### What you should do
From the records that follow, give the number of lines that include the word "clicks", with no further words.

### Data excerpts
-- Opening Marker --
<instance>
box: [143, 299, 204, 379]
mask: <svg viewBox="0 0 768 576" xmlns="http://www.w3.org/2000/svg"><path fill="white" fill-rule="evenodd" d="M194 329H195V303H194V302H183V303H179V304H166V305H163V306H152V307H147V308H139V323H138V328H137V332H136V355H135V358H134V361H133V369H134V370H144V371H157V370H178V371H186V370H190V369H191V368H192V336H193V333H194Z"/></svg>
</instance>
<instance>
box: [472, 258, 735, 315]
-- Closing Marker --
-- Opening Marker --
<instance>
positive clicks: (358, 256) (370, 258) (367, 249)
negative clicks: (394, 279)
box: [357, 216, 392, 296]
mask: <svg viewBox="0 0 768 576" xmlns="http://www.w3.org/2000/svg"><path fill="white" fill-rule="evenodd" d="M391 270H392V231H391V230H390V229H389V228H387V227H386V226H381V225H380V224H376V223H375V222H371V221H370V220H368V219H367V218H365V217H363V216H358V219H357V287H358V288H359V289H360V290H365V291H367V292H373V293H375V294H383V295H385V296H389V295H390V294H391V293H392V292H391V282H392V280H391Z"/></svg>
-- Closing Marker --
-- Opening Marker --
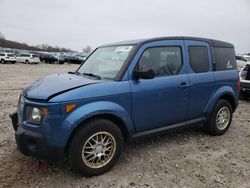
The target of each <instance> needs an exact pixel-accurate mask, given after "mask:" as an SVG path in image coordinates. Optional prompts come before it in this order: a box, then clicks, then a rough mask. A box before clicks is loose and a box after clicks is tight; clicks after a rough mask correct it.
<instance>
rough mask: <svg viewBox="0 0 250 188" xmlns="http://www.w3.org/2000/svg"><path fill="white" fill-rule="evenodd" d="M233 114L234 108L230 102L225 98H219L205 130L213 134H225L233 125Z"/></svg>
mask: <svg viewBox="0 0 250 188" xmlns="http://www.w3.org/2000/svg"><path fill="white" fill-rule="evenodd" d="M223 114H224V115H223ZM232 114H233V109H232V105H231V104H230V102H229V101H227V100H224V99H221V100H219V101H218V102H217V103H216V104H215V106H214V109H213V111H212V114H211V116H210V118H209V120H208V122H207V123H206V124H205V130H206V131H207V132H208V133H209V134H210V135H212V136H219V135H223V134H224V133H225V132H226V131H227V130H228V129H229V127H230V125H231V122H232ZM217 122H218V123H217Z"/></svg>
-- Closing Marker --
### Exercise response
3